• Photo-based referring expression data:
——

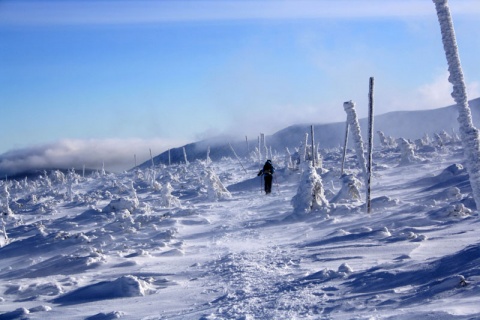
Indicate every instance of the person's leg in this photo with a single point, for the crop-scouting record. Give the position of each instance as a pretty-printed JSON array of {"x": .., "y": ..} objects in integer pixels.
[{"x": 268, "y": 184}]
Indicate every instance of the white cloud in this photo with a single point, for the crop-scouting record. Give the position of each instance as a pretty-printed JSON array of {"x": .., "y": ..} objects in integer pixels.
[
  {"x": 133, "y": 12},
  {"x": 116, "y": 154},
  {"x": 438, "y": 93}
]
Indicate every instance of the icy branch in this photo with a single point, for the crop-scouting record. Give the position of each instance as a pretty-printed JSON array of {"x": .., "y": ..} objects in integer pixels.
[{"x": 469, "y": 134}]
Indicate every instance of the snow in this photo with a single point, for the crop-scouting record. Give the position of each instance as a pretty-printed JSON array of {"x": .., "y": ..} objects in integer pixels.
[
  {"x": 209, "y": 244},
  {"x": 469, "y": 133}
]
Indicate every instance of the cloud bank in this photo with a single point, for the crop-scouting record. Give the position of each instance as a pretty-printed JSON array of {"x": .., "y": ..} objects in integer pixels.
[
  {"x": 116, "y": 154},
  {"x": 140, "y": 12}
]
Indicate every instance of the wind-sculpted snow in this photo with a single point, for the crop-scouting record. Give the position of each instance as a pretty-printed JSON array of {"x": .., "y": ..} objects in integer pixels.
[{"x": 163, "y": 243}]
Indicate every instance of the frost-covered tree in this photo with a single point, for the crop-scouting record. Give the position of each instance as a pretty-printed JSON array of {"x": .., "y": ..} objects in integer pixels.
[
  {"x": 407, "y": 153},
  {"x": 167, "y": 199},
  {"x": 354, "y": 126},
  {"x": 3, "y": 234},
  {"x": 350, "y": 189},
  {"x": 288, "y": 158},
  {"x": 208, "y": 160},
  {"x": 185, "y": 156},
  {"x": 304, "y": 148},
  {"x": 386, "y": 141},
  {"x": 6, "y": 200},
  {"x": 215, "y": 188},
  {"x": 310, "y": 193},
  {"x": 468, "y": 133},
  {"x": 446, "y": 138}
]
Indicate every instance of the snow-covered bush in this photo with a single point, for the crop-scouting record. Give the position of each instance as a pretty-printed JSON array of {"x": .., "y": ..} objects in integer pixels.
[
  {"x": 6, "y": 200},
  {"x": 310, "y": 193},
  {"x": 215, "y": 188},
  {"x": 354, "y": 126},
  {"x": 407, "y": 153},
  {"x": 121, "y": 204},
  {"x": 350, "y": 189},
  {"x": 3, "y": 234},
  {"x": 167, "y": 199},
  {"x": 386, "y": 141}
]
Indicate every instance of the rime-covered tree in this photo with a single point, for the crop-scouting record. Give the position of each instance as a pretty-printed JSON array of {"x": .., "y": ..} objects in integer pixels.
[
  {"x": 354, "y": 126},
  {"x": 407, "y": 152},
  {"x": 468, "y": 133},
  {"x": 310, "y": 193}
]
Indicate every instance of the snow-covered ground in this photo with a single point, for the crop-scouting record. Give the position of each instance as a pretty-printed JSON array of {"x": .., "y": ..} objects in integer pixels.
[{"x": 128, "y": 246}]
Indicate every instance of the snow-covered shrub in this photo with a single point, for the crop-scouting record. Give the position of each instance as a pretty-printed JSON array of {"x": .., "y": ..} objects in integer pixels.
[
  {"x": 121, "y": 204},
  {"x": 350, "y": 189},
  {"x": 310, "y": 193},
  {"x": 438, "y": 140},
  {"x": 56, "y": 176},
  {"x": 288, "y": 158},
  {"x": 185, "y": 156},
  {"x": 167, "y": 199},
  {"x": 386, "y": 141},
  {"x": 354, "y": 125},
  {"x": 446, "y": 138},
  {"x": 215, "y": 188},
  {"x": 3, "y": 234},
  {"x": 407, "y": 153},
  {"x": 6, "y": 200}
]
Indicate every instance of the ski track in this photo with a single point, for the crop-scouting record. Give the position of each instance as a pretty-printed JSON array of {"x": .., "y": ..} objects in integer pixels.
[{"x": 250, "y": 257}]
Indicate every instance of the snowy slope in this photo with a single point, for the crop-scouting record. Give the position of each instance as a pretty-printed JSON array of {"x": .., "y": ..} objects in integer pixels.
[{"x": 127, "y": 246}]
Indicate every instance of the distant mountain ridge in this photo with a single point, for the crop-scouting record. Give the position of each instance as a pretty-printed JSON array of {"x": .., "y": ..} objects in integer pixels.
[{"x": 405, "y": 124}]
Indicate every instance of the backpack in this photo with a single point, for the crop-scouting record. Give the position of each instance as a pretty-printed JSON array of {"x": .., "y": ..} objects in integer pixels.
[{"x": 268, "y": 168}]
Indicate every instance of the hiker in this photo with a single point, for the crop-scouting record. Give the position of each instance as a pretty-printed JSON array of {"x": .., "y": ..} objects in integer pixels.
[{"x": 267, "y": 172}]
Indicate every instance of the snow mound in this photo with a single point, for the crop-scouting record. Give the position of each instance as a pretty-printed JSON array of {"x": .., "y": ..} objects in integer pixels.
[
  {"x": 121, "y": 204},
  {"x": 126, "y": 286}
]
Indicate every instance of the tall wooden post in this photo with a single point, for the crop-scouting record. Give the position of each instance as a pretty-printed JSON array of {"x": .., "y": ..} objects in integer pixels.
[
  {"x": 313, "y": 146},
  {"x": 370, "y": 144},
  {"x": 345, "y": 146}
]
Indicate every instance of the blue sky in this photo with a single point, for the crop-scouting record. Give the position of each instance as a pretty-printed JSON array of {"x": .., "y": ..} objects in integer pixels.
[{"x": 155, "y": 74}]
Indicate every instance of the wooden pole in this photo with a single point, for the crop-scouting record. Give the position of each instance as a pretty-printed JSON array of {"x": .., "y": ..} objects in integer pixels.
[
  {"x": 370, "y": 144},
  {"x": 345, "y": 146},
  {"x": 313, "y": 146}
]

——

• WHAT TO PRODUCE:
Your answer must consist only of the lines from the one containing "Indicate every instance of the wooden" through the last line of the data above, both included, exactly as written.

• TASK ANSWER:
Indicate every instance of the wooden pole in this photo with a single point, for the crop-scouting record. Give the position of each instance as a pretty-printed JSON array of {"x": .., "y": ..} objects in integer pixels.
[
  {"x": 370, "y": 144},
  {"x": 345, "y": 146},
  {"x": 313, "y": 146}
]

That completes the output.